[Coordinate annotation entries]

---*---

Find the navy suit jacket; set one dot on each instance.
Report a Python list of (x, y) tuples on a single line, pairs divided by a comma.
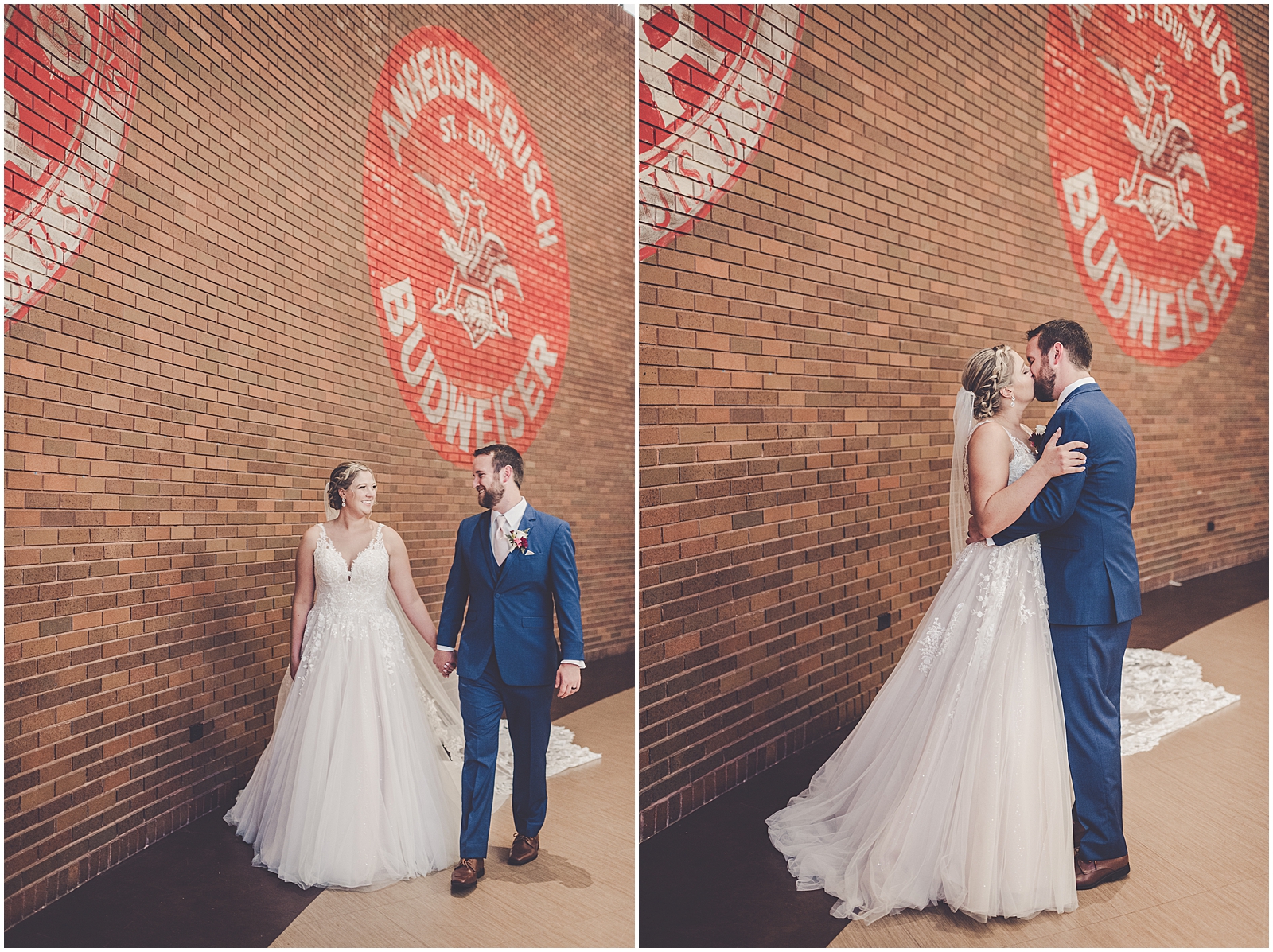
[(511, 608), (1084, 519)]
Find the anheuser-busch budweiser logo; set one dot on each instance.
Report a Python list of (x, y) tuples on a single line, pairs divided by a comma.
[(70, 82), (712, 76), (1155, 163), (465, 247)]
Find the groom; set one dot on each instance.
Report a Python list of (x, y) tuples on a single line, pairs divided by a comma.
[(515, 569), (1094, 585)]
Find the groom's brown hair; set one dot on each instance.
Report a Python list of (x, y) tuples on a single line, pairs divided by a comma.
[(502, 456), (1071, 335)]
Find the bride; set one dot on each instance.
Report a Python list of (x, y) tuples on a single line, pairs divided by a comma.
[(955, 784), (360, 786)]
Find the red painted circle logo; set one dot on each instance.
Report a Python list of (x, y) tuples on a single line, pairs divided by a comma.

---*---

▶ [Objective]:
Can you format all of the data above as a numbered list with blank lines dropped and the pictures left out?

▶ [Response to this exercise]:
1. Find the navy suit jacket; set one dot on each instance.
2. Report a Python list of (x, y) tuples on a single line, pairs divided by a comma.
3. [(511, 608), (1084, 519)]
4. Find the anheuser-busch budweiser logo; set one dot on each instance.
5. Report a Python list of (x, y) tuples on a single line, pairs divided by a comma.
6. [(70, 82), (712, 76), (1155, 163), (465, 247)]
7. Find the groom; set one dot on each instance.
8. Report a Python list of (x, y) tuples on a single line, pairs divided by a comma.
9. [(515, 569), (1094, 585)]
10. Find the groom's brown hair; set one dot on each instance.
11. Report a Python list of (x, y) tuples on a single line, pairs divided by a comma.
12. [(502, 456), (1071, 335)]
13. Find the bride; set one dot on each instance.
14. Report a Python list of (x, y) tuples on a single line, pairs divided by a comma.
15. [(955, 784), (360, 786)]
16. Find the red painted circle logo; set one dot on each instance.
17. Report a Python list of (x, y) tuples on a single line, pairs divided by a comma.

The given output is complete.